■ What this exercise asks
1. Answer these questions about the APOBEC3 text below.
(a) What purity, as measured by HPLC, is recommended for hit compounds?
(b) How does the glossary define kataegis?
(c) What Z-factor value is described as often workable?
2. Repeat the part of the APOBEC3 text below starting with "The act of causing" and going on through "magnetic resonance (NMR)".

----- Selected extract

Since the recognition of APOBEC3 enzymes as antiviral and anticancer targets [64] and with the recent development of a variety of assays used to study APOBEC3 dynamics and molecular interactions, the field is poised for the discovery of novel inhibitors. Discovery campaigns can be initiated using a variety of ligand-identification approaches (HTS, virtual screening, FBDD, rational design, etc.). However, once initial hit compounds are identified, we advocate strongly for a chemistry-forward hit triage program to confirm the identified compounds are bona fide ligands for the intended APOBEC3 target enzyme. Assessment of compounds in orthogonal biochemical/biophysical assays, evaluation of compounds for APOBEC3 target engagement and inhibition in a cellular context, and ligand-APOBEC3 structural studies are all excellent methods to triage early chemical matter. An ideal discovery program also performs rigorous triaging and quality control of hit compounds, such as careful vetting of hits for assay interference moieties, aggregation, and redox potential, as well as verifying the hit compounds being evaluated are pure (we recommend > 95% by high-performance liquid chromatography, HPLC, analysis), the correct structure (determined by NMR or mass spectrometry analysis), and free of impurities that can result in false positives in assays. To address this latter concern, we routinely repurify commercially available hit compounds (by preparative HPLC) and rescreen to verify activity. In conclusion, “antimutation therapy” has the potential to become a revolutionary new approach for managing both retroviral infections and cancer and for helping to maximize clinical success.

Highlights.

• APOBEC3 catalyzed cytosine-to-uracil deamination contributes to mutations in virus and cancer genomes that facilitate disease progression and the evolution of drug resistance.

• Chemical inhibition of APOBEC3-catalyzed mutation is a novel therapeutic approach by preventing pro-evolutionary mutagenesis in virus and cancer genomes.

• Many biophysical, biochemical, and cellular assays have been developed to study APOBEC3 structure and function.

Glossary.

Abasic site

A position in a nucleic acid that lacks a nucleobase on the sugar.

Allosteric inhibitor

A molecule that inhibits protein function by binding outside of the active site.

Deamination

The removal of an amino (-NH₂) group from a molecule.

Exosite

A remote binding site of a natural substrate of a protein that is outside of the active site. An exosite is distinguished from an allosteric site.

Förster resonance energy transfer (FRET)

Energy transfer phenomenon between two light-responsive molecules.

Heteronuclear Single Quantum Coherence (HSQC)

A 2-D NMR technique used to determine bond correlations between two different atoms that are bonded to each other.

Kataegis

Clusters of strand-coordinated APOBEC3 signature mutations often found in cancer genomes.

Mutagenesis

The act of causing a heritable change in the genetic information of an organism.

Molecular Libraries Probe Production Centers Network (MLPCN) collection

A library of chemically diverse small molecules maintained in the Molecular Libraries Small Molecule Repository at the National Institutes of Health.

Nuclear magnetic resonance (NMR)

A spectroscopic technique utilizing the magnetic properties of a molecule by perturbing it with a magnetic field.

Nucleophile

A molecule that contributes electrons in a chemical reaction that results in formation of a covalent bond.

Polyubiquitinate

The addition of multiple ubiquitin molecules to a protein.

Ribonucleotide reductase

An enzyme that catalyzes the reduction of ribonucleotides to deoxyribonucleotides.

Structure-activity relationship (SAR)

The relationship between small molecule structure and biological activity.

Thermophoresis

The differential motion of molecules through a temperature gradient.

Uracil-DNA glycosylase (UDG)

An enzyme that hydrolytically excises uracils from DNA.

Vif inhibitor

A small molecule that affects the biological activity of the lentiviral protein called virion infectivity factor (Vif).

Virus restriction

The ability of the host cell to prevent propagation of a virus.

Z-factor

A statistical measure of assay robustness (0–1.0; >0.5 is often workable and 1.0 is perfect).

----------
----- Records

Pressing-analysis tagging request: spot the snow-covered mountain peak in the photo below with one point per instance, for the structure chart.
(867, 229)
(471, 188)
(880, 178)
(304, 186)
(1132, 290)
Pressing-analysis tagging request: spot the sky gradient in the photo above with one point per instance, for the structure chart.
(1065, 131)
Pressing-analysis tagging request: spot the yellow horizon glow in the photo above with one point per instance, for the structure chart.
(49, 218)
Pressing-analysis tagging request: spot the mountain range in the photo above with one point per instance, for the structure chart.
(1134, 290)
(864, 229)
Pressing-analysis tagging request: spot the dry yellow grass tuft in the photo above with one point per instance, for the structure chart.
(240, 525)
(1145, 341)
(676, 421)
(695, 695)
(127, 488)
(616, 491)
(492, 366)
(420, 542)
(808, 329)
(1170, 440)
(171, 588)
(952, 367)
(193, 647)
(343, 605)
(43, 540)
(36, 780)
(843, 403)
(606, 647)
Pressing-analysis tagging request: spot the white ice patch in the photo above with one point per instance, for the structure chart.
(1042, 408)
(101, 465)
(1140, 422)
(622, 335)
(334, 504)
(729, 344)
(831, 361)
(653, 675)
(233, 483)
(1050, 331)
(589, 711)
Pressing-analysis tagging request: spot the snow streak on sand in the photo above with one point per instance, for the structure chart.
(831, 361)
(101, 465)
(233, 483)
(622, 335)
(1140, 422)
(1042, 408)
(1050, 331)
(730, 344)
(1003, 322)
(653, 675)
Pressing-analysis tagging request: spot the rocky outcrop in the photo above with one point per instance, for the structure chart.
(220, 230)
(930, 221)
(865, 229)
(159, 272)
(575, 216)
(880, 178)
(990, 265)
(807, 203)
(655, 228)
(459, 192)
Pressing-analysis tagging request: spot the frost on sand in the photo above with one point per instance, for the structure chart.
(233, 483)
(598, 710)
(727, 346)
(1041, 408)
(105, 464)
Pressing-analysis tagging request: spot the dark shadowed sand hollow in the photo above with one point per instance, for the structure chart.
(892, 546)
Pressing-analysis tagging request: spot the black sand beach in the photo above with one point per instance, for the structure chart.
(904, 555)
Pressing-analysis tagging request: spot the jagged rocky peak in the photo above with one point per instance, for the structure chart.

----------

■ Answer set
1.
(a) Greater than 95%.
(b) Clusters of strand-coordinated APOBEC3 signature mutations often found in cancer genomes.
(c) A value above 0.5.

2.
The act of causing a heritable change in the genetic information of an organism.

Molecular Libraries Probe Production Centers Network (MLPCN) collection

A library of chemically diverse small molecules maintained in the Molecular Libraries Small Molecule Repository at the National Institutes of Health.

Nuclear magnetic resonance (NMR)